**REQUEST**: Quote the items below, starting with the line that contains "task: draw the outline of each instance of the pub" and continuing through the line that contains "[[[177,123],[184,123],[183,108],[179,107],[174,110],[174,122]]]", including both of those lines. Give only those lines, each reproduced character for character.

**GIVEN DATA**:

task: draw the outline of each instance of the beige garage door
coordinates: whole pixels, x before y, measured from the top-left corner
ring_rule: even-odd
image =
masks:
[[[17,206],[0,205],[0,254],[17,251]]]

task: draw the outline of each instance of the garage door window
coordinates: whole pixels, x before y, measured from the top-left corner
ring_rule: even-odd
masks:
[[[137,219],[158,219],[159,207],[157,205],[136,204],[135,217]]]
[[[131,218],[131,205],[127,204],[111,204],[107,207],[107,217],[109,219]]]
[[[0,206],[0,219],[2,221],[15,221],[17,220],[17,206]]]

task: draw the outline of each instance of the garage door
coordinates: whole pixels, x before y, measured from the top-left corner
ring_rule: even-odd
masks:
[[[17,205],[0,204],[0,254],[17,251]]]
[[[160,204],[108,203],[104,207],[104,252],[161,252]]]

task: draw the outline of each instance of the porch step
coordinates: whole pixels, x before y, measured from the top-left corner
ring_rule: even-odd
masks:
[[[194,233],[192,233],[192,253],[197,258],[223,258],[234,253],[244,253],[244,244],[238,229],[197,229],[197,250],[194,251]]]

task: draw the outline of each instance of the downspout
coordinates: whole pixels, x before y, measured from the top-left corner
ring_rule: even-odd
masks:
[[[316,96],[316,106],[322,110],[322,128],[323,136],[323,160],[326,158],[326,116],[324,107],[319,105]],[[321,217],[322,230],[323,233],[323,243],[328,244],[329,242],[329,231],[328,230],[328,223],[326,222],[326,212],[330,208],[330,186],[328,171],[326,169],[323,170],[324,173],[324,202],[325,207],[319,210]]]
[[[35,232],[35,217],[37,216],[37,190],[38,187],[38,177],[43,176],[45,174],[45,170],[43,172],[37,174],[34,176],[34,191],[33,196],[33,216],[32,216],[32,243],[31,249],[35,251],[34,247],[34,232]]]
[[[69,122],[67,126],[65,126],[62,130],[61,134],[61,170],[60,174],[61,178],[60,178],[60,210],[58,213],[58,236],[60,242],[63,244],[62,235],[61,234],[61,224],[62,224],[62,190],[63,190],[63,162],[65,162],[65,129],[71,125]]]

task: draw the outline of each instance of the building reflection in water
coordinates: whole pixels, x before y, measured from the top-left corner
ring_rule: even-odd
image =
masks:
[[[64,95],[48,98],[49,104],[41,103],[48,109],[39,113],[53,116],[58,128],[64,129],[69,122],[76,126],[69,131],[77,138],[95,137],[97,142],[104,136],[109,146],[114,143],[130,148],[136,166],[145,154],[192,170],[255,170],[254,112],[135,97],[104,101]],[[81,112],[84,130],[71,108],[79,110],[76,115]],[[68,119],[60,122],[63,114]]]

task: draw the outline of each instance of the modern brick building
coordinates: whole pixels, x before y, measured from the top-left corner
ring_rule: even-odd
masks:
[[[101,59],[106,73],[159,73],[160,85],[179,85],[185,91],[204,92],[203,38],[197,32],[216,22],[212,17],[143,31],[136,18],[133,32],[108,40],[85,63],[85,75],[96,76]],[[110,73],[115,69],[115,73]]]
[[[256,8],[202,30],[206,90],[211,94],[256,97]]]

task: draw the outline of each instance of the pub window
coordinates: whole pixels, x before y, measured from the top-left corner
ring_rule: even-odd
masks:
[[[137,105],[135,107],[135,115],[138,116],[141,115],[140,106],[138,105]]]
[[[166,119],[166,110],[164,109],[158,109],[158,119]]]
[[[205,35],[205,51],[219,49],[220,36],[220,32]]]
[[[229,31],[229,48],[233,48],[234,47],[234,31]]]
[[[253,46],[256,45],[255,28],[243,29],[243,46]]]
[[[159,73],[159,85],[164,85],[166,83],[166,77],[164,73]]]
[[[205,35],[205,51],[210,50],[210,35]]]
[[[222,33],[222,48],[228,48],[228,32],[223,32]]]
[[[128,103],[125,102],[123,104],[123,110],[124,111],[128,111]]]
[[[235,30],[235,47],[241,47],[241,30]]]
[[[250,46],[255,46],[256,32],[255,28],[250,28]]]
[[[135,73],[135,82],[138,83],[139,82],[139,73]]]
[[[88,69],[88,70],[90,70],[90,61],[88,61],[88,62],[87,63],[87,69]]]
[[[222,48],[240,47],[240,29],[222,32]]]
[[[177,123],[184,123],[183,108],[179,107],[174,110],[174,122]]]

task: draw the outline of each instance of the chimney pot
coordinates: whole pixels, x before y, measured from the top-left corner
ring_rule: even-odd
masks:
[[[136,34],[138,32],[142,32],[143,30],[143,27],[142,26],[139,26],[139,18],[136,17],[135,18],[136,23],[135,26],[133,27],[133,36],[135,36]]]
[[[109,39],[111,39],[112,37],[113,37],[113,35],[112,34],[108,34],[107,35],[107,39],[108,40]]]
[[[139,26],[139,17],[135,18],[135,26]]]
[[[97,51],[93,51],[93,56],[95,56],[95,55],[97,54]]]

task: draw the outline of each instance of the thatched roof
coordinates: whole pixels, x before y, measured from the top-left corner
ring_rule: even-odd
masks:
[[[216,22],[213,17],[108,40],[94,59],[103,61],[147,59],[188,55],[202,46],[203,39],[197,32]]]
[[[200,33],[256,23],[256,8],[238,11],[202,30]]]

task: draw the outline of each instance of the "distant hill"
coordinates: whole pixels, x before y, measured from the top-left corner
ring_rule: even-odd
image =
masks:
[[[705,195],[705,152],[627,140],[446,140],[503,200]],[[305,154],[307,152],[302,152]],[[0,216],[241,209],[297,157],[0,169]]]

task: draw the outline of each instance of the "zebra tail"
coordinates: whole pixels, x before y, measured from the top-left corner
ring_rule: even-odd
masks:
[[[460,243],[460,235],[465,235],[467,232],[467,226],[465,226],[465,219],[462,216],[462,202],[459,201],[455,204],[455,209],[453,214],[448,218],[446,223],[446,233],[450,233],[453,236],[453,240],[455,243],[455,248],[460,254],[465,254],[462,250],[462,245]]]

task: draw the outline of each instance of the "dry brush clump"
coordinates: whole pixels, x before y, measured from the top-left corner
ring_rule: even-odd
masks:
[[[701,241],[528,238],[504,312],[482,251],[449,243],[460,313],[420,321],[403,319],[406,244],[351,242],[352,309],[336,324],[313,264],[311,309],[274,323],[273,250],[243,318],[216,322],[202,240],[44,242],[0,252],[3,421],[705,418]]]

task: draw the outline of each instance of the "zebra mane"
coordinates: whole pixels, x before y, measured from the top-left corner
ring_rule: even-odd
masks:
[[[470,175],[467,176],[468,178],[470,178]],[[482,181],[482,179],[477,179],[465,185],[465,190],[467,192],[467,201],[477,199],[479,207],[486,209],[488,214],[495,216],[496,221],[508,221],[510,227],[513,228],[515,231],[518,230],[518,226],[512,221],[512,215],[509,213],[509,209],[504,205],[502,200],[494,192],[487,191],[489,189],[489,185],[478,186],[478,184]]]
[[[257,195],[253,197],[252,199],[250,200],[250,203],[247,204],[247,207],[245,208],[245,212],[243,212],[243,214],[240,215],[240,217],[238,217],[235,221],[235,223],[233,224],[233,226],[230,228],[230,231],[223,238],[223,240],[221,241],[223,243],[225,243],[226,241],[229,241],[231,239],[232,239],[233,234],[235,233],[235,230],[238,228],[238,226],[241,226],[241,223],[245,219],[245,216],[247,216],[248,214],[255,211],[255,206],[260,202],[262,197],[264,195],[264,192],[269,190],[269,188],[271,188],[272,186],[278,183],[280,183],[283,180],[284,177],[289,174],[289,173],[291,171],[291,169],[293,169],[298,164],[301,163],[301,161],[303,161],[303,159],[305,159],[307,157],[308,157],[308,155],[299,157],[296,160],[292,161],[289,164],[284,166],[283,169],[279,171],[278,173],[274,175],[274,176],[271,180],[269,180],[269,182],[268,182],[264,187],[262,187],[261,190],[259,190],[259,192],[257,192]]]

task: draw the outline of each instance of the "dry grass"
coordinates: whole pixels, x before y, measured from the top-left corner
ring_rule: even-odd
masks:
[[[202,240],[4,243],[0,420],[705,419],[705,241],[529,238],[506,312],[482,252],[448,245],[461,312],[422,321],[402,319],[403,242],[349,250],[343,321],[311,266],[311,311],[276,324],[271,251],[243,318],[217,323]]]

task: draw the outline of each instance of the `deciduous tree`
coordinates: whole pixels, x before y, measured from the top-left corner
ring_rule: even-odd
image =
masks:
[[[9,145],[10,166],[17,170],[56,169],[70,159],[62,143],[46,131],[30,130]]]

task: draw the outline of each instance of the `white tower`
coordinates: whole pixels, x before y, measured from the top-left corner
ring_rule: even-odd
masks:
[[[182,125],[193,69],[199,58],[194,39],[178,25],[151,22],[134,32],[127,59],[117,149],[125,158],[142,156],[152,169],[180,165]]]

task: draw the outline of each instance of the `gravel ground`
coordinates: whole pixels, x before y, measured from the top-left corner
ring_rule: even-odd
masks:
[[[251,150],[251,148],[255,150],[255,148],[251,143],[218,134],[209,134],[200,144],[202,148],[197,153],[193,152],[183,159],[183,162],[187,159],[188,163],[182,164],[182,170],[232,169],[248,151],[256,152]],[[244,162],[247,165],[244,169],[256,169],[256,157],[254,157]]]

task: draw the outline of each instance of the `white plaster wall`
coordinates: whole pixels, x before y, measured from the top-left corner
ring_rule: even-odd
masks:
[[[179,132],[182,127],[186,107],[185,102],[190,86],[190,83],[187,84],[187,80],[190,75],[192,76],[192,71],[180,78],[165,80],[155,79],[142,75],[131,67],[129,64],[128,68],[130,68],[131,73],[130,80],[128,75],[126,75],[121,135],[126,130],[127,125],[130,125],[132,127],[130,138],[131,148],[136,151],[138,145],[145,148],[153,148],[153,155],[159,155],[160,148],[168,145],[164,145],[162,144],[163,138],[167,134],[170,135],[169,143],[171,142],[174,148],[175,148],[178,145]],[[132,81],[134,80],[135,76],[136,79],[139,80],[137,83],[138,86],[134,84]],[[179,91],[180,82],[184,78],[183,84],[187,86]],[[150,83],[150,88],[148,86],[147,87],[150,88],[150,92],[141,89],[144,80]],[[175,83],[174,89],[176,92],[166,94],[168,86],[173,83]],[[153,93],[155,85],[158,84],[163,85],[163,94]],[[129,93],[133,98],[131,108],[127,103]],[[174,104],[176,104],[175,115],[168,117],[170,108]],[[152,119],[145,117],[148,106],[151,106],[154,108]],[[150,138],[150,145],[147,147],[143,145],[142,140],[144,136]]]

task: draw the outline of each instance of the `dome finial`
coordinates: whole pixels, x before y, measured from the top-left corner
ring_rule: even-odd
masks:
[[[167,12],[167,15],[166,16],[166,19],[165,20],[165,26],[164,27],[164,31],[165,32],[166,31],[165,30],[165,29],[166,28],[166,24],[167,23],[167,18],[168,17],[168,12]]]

**SOLUTION FOR THIS PROBLEM**:
task: draw the outline of each instance of the pub window
coordinates: whole pixels, x before y, measured from the top-left corner
ring_rule: even-odd
masks:
[[[137,105],[135,107],[135,115],[138,116],[141,115],[140,106],[138,105]]]
[[[166,119],[166,110],[164,109],[158,109],[158,119]]]
[[[205,35],[205,51],[219,49],[220,36],[220,32]]]
[[[229,31],[229,48],[233,48],[234,47],[234,31]]]
[[[253,46],[256,45],[255,28],[243,29],[243,46]]]
[[[159,73],[159,85],[164,85],[166,83],[166,77],[164,73]]]
[[[205,35],[205,51],[210,50],[210,35]]]
[[[222,33],[222,48],[228,48],[228,32],[223,32]]]
[[[128,103],[125,102],[123,104],[123,110],[124,111],[128,111]]]
[[[235,30],[235,47],[241,47],[241,30]]]
[[[250,46],[255,46],[256,32],[255,28],[250,28]]]
[[[135,73],[135,82],[138,83],[139,82],[139,73]]]
[[[88,69],[88,70],[90,70],[90,61],[88,61],[88,62],[87,63],[87,69]]]
[[[222,48],[240,47],[240,29],[222,32]]]
[[[177,123],[184,123],[183,108],[179,107],[174,110],[174,122]]]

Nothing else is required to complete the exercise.